--- start of Material to process ---

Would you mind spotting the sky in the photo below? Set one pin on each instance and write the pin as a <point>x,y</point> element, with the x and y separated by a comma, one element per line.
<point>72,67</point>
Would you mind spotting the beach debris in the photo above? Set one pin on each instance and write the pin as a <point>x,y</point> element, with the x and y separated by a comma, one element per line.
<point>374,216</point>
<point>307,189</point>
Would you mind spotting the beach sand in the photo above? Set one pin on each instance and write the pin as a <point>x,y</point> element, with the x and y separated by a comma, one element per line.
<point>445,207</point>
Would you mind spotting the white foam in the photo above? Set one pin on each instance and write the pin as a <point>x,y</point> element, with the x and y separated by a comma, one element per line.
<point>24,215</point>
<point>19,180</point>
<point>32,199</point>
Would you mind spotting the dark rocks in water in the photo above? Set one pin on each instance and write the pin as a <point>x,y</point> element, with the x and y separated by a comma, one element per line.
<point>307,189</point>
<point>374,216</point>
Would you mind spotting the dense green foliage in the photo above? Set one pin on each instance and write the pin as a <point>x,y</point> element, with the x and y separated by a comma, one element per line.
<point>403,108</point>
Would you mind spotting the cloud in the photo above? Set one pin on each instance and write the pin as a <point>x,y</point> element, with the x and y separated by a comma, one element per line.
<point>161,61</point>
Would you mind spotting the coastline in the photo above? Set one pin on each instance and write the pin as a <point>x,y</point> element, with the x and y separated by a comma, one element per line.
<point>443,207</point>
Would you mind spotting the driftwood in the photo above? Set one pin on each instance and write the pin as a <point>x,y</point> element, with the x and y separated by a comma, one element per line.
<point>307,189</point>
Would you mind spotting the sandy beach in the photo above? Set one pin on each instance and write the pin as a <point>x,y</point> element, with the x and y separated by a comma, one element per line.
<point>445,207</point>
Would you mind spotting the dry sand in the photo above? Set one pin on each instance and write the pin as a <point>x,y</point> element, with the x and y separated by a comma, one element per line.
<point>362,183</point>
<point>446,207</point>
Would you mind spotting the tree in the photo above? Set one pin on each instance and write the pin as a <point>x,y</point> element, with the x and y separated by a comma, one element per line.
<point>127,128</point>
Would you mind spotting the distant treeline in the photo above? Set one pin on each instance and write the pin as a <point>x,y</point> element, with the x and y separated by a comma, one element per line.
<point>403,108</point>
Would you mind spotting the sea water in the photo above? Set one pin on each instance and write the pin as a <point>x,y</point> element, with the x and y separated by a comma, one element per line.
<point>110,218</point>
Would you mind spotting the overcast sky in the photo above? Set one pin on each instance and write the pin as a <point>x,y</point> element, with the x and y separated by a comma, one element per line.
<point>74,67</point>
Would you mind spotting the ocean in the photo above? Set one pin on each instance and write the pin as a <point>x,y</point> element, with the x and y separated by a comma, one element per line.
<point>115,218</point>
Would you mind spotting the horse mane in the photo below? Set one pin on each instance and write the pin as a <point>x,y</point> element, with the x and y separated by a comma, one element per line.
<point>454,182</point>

--- end of Material to process ---
--- start of Material to process ---

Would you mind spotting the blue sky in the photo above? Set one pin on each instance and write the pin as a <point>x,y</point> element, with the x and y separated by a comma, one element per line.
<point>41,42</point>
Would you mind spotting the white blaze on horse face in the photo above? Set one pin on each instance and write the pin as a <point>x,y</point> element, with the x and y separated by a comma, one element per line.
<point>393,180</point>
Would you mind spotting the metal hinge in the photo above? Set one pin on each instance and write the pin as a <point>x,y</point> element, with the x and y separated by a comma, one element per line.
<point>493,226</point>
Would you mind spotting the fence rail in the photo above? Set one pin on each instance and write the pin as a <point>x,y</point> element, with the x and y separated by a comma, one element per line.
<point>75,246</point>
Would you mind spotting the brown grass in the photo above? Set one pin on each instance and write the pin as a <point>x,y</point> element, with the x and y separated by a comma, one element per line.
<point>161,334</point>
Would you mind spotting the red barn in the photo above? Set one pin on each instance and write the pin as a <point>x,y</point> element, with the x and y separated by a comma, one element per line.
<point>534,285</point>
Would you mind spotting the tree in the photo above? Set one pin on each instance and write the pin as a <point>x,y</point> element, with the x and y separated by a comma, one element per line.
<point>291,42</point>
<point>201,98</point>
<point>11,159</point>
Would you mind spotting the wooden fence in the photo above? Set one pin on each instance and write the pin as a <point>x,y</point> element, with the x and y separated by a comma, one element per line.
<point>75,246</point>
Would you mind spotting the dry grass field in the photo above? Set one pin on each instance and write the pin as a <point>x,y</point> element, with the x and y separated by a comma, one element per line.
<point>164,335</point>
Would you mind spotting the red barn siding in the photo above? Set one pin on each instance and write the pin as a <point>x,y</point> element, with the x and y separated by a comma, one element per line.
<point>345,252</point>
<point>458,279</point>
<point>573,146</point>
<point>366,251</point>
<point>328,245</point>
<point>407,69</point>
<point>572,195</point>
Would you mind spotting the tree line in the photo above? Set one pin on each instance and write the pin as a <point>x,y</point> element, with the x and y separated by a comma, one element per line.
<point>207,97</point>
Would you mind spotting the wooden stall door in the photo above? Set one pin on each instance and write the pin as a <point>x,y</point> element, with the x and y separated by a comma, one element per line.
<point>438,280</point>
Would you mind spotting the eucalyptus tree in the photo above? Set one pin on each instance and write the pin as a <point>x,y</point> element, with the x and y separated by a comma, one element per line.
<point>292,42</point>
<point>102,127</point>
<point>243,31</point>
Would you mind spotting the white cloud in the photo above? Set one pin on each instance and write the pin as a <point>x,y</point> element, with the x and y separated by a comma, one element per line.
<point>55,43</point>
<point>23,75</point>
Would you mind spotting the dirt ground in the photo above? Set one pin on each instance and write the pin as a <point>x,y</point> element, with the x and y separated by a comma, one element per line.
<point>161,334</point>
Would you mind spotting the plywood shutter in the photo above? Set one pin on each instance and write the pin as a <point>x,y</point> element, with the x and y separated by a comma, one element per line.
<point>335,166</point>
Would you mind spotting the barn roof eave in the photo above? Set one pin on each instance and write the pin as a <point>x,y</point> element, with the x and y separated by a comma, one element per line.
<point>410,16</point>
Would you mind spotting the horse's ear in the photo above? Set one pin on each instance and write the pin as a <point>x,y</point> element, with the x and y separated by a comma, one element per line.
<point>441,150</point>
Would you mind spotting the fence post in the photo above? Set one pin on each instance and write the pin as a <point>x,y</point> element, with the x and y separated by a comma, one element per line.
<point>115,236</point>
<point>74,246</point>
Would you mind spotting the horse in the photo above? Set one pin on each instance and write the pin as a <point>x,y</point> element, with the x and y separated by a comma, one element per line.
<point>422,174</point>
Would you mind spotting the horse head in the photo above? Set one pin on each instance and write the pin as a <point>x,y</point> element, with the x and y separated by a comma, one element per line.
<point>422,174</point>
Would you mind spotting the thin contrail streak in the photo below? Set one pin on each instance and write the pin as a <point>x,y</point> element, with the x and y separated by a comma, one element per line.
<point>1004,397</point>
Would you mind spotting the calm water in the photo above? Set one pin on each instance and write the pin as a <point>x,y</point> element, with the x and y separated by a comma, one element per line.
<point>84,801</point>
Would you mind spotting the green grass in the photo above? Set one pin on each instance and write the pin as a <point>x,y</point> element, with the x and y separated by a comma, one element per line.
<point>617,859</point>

--- end of Material to process ---

### What you should do
Please copy out, without any change, the lines between the one holding "Would you mind spotting the overcast" and the one holding "<point>74,67</point>", inclusive.

### Exercise result
Would you mind spotting the overcast sky in the photo above? Set one pin on each instance and write the pin as a <point>x,y</point> element, with the x and y separated by a comma, one element per line.
<point>74,67</point>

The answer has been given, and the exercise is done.